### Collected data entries
════

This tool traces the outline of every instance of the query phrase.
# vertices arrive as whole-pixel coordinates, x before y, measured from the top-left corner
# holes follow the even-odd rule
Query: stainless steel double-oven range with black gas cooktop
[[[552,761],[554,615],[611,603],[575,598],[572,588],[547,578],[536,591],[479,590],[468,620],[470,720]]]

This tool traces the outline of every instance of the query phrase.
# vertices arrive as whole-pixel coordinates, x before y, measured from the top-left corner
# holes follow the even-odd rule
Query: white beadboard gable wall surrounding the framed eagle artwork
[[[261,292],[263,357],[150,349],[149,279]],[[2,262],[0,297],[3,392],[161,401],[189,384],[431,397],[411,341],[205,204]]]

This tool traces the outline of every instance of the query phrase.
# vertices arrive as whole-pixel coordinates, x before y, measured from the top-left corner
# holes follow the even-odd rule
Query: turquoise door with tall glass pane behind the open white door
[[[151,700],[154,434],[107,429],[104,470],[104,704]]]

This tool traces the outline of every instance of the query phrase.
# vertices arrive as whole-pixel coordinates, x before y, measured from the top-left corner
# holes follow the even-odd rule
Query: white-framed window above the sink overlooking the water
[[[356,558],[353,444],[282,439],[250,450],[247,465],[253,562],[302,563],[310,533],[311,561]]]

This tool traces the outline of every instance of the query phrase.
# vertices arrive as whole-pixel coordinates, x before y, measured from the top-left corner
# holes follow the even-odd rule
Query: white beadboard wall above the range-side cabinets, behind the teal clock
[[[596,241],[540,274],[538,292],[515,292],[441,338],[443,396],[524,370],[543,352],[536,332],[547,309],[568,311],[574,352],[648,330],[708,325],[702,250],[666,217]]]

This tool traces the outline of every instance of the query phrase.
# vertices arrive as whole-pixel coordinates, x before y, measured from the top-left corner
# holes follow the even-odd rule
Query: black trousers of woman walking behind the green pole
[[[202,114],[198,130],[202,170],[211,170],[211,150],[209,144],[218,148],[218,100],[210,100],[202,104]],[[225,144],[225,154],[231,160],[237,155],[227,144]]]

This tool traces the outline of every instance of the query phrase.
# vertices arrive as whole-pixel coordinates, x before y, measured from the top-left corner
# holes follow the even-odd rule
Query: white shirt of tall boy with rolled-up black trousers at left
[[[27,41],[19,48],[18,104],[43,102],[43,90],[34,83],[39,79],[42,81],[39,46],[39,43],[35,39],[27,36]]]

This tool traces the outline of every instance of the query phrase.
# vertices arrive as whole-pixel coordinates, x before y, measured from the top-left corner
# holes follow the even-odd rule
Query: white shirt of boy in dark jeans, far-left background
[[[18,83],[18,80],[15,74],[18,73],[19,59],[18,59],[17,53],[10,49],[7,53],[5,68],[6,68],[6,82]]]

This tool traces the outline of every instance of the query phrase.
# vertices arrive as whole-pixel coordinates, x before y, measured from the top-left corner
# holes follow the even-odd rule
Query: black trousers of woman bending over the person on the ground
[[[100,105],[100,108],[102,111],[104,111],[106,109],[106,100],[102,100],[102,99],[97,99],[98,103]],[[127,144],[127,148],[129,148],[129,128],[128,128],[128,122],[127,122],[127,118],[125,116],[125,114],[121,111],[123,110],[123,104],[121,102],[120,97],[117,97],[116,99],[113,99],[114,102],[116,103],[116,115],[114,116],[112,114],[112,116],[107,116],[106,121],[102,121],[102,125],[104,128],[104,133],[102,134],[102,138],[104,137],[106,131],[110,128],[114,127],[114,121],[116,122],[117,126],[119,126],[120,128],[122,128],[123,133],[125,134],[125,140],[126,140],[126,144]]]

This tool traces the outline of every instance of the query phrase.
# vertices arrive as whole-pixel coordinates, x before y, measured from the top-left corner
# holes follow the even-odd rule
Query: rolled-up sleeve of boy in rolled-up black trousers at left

════

### WHAT IS EXPECTED
When you answer, set down the entries above precisely as they read.

### WRITTEN ANSWER
This tool traces the outline of every instance of the query phrase.
# vertices arrive as whole-pixel coordinates, x before y, measured from the top-left corner
# holes follow the even-odd rule
Query: stainless steel double-oven range with black gas cooktop
[[[552,761],[554,615],[611,603],[575,598],[572,588],[547,578],[536,591],[479,590],[468,620],[470,720]]]

This tool traces the outline of every instance of the query phrase.
# vertices arrive as whole-pixel coordinates, x before y, measured from the top-left corner
# holes follow the even-odd rule
Query: white beadboard gable wall surrounding the framed eagle artwork
[[[261,292],[263,357],[150,349],[149,279]],[[2,262],[0,297],[3,392],[161,401],[189,384],[431,397],[411,341],[205,204]]]

This tool traces the outline of every instance of the query phrase.
# vertices arrive as whole-pixel coordinates, x before y, measured from the top-left corner
# holes follow the even-odd rule
Query: turquoise door with tall glass pane behind the open white door
[[[151,700],[154,434],[107,429],[104,470],[104,704]]]

This tool traces the outline of every instance of the query phrase.
# vertices arrive as whole-pixel coordinates, x before y, measured from the top-left corner
# holes follow the even-odd rule
Query: white-framed window above the sink overlooking the water
[[[356,558],[353,444],[282,439],[250,450],[247,465],[253,562],[302,563],[310,533],[311,561]]]

This tool traces the outline of every instance of the query phrase.
# vertices arrive as whole-pixel coordinates, x before y, measured from the top-left corner
# holes follow the even-odd rule
Query: white beadboard wall above the range-side cabinets, behind the teal clock
[[[596,241],[540,274],[538,292],[515,292],[441,338],[443,396],[524,370],[543,352],[536,332],[547,309],[568,311],[574,352],[648,330],[708,325],[702,250],[666,217]]]

This tool traces the outline of every instance of the query phrase.
# vertices arrive as whole-pixel coordinates, x before y, measured from the top-left corner
# holes follow the even-odd rule
Query: black trousers of woman walking behind the green pole
[[[202,114],[198,130],[202,170],[211,170],[211,150],[209,144],[218,148],[218,100],[210,100],[202,104]],[[225,144],[225,154],[231,160],[237,155],[227,144]]]

This tool traces the outline of every instance of the query phrase.
# vertices arrive as whole-pixel coordinates, x before y, measured from the top-left corner
# holes follow the even-odd rule
Query: white shirt of tall boy with rolled-up black trousers at left
[[[27,41],[19,48],[18,104],[43,102],[43,90],[34,83],[39,79],[42,81],[39,46],[39,43],[35,39],[27,36]]]

This tool traces the outline of every instance of the query phrase.
# vertices arrive as whole-pixel coordinates, x before y, measured from the top-left corner
# holes follow the even-odd rule
Query: white shirt of boy in dark jeans, far-left background
[[[18,83],[18,80],[15,74],[18,73],[19,59],[18,59],[17,53],[10,49],[7,53],[5,68],[6,68],[6,82]]]

This tool traces the outline of every instance of the query phrase.
# vertices arrive as whole-pixel coordinates, x before y, measured from the top-left corner
# holes follow the even-odd rule
Query: black trousers of woman bending over the person on the ground
[[[100,105],[100,108],[102,111],[104,111],[106,109],[106,100],[102,100],[102,99],[97,99],[98,103]],[[127,144],[127,148],[129,148],[129,128],[128,128],[128,122],[127,122],[127,118],[125,116],[125,114],[121,111],[123,110],[123,104],[121,102],[120,97],[117,97],[116,99],[113,99],[114,102],[116,103],[116,115],[114,116],[112,114],[112,116],[107,116],[106,121],[102,121],[102,125],[104,128],[104,133],[102,134],[102,138],[104,137],[106,131],[110,128],[114,127],[114,121],[116,122],[117,126],[119,126],[120,128],[122,128],[123,133],[125,134],[125,140],[126,140],[126,144]]]

This tool traces the outline of every instance of the query phrase.
# vertices arrive as whole-pixel coordinates, x before y, measured from the top-left corner
# holes follow the even-odd rule
Query: rolled-up sleeve of boy in rolled-up black trousers at left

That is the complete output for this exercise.